▶ _TASK PROMPT_:
Rewrite the stretch from the line containing "Mark the prayer" through the end of the data, swapping "prayer rug" for "doormat" and keeping everything else the same. Leave the picture out.
========================
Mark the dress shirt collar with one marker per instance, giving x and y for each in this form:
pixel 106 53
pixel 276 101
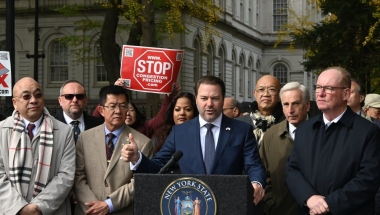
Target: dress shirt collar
pixel 334 120
pixel 217 122
pixel 69 120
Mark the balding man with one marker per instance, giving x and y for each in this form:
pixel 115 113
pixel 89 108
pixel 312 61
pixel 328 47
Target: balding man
pixel 334 165
pixel 37 156
pixel 267 109
pixel 231 107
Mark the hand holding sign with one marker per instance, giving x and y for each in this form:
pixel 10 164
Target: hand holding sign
pixel 129 152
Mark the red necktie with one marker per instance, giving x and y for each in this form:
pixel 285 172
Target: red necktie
pixel 30 130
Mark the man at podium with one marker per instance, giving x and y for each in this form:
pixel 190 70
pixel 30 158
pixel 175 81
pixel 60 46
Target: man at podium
pixel 211 143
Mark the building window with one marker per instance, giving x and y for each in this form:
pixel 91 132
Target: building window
pixel 250 77
pixel 233 74
pixel 58 65
pixel 197 59
pixel 280 14
pixel 210 60
pixel 222 64
pixel 281 73
pixel 241 10
pixel 241 75
pixel 3 45
pixel 101 73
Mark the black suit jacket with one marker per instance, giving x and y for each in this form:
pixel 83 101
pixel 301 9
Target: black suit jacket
pixel 89 121
pixel 340 163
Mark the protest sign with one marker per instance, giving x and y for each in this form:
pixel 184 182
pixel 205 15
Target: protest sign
pixel 148 69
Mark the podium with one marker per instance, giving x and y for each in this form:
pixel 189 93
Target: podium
pixel 233 194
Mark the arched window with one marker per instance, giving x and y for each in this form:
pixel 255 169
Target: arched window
pixel 281 73
pixel 3 45
pixel 210 60
pixel 100 70
pixel 197 63
pixel 280 14
pixel 58 62
pixel 250 77
pixel 222 64
pixel 233 74
pixel 241 75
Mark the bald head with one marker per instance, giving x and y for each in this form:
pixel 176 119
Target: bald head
pixel 267 94
pixel 28 99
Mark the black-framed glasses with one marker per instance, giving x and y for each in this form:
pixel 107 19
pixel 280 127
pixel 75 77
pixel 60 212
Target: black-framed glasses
pixel 271 90
pixel 327 89
pixel 71 96
pixel 224 109
pixel 112 107
pixel 27 97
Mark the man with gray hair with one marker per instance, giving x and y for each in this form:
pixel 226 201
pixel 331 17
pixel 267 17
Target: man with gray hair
pixel 276 146
pixel 231 107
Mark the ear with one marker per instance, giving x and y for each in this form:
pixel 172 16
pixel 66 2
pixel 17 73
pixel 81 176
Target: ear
pixel 235 112
pixel 101 110
pixel 361 98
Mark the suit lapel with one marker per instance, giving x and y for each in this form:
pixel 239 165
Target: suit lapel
pixel 224 135
pixel 195 138
pixel 100 146
pixel 117 151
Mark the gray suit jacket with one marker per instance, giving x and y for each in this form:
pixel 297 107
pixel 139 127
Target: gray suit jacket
pixel 54 198
pixel 95 181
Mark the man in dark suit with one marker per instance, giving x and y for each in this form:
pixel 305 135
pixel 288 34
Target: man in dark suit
pixel 231 149
pixel 334 166
pixel 73 100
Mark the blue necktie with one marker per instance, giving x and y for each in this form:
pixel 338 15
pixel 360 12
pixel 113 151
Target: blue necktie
pixel 76 129
pixel 209 148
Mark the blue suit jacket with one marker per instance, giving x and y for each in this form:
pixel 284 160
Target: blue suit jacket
pixel 236 151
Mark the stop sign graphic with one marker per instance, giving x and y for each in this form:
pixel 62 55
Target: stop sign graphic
pixel 150 69
pixel 153 70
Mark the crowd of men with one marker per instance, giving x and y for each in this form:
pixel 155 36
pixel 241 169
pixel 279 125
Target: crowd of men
pixel 302 156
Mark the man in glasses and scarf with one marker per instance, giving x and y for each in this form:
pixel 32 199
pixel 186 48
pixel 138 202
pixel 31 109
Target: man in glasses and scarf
pixel 37 156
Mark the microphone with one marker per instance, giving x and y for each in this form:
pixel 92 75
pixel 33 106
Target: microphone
pixel 175 157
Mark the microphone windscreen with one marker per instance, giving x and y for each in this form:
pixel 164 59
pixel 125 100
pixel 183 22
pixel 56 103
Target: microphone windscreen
pixel 177 155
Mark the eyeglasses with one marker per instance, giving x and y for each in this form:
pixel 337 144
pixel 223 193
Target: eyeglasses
pixel 224 109
pixel 113 107
pixel 71 96
pixel 29 96
pixel 271 90
pixel 327 89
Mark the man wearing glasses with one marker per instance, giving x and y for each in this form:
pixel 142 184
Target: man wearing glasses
pixel 334 166
pixel 73 100
pixel 267 109
pixel 37 156
pixel 103 182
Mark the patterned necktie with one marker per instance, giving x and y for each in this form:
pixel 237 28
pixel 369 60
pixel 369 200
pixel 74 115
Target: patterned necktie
pixel 109 145
pixel 209 148
pixel 30 130
pixel 76 129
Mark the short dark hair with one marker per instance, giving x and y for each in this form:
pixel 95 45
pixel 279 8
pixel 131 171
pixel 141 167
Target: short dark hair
pixel 111 90
pixel 211 80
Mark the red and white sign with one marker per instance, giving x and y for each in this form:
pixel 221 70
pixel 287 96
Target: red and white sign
pixel 148 69
pixel 5 74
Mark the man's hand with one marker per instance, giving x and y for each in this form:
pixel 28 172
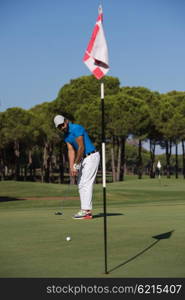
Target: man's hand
pixel 73 171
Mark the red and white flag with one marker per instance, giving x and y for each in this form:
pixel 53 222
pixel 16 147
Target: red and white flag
pixel 96 55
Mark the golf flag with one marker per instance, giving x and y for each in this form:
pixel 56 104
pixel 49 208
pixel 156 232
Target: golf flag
pixel 96 54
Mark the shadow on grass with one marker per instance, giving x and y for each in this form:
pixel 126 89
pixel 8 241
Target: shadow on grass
pixel 101 215
pixel 5 199
pixel 157 238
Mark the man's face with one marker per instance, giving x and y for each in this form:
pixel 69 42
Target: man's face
pixel 63 127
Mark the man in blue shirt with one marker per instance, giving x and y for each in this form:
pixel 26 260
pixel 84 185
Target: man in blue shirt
pixel 83 162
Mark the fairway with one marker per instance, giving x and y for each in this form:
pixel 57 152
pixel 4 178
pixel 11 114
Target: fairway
pixel 145 223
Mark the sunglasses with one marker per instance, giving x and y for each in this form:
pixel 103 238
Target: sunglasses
pixel 61 125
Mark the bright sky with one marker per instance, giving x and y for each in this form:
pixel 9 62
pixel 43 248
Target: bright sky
pixel 42 43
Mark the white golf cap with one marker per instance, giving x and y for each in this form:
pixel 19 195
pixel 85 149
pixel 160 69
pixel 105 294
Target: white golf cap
pixel 58 120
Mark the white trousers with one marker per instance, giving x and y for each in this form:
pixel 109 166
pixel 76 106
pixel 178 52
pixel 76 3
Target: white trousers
pixel 86 178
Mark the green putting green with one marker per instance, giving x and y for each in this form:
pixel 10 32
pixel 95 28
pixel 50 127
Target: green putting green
pixel 145 224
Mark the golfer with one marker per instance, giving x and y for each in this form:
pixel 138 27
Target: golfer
pixel 83 162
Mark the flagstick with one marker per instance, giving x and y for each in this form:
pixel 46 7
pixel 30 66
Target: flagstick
pixel 104 176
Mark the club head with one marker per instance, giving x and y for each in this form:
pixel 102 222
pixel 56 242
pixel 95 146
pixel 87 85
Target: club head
pixel 58 213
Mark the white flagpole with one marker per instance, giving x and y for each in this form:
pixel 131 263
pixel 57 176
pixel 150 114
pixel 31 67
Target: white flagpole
pixel 104 176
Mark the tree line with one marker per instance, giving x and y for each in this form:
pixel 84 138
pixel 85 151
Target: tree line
pixel 29 142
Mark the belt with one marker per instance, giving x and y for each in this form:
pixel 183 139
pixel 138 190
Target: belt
pixel 87 154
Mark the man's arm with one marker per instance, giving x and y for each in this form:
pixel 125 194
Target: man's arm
pixel 71 157
pixel 80 152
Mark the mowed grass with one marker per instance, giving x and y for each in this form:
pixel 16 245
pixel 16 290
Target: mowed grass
pixel 33 239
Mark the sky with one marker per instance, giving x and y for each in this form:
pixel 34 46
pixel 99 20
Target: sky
pixel 42 43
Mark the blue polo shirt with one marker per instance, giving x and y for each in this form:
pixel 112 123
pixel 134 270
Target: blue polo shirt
pixel 74 131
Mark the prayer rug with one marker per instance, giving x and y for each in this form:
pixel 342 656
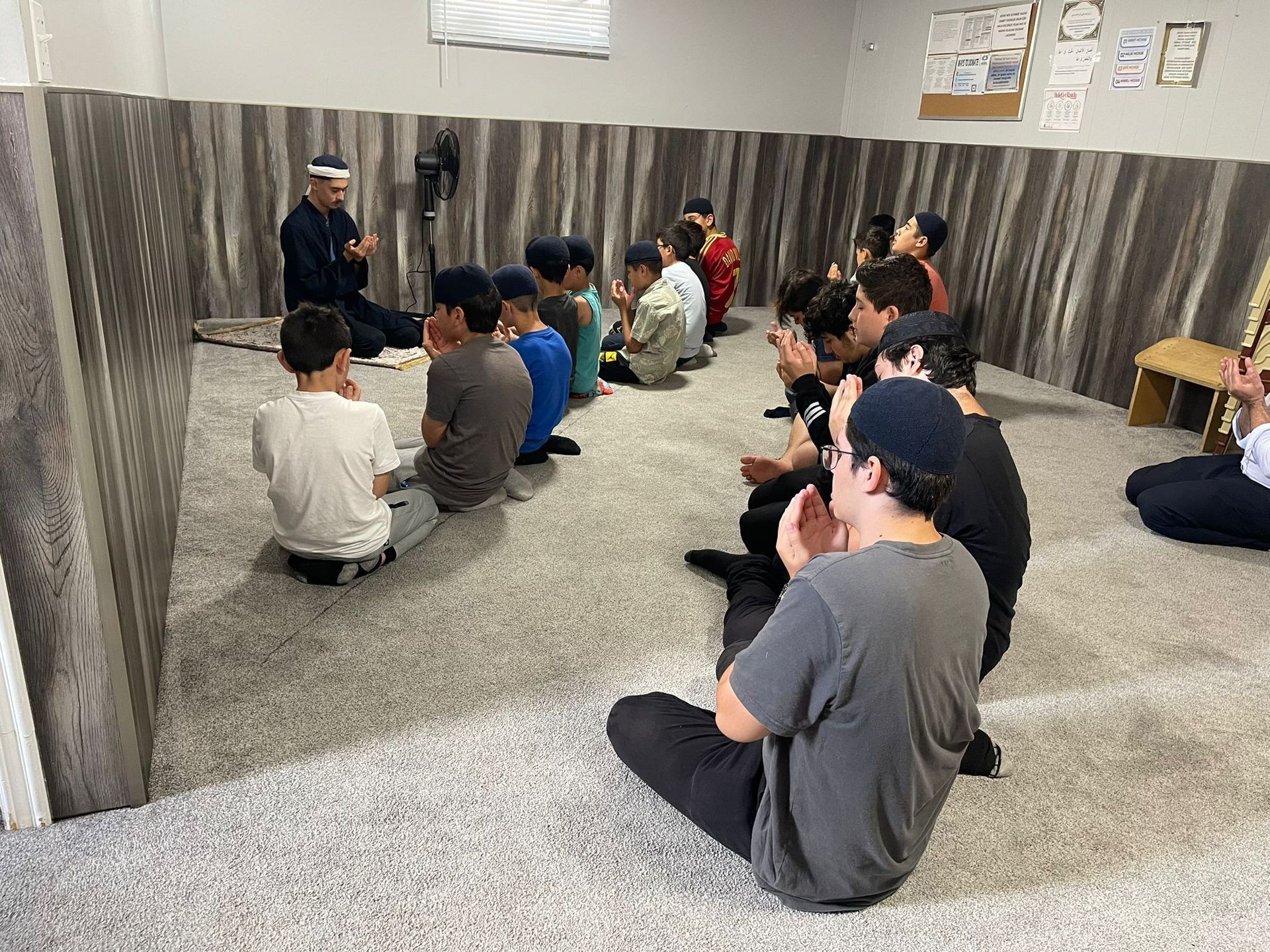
========================
▶ _FULL SOLUTION_:
Mark the doormat with one marker per instance, giving x and y for each in this form:
pixel 342 656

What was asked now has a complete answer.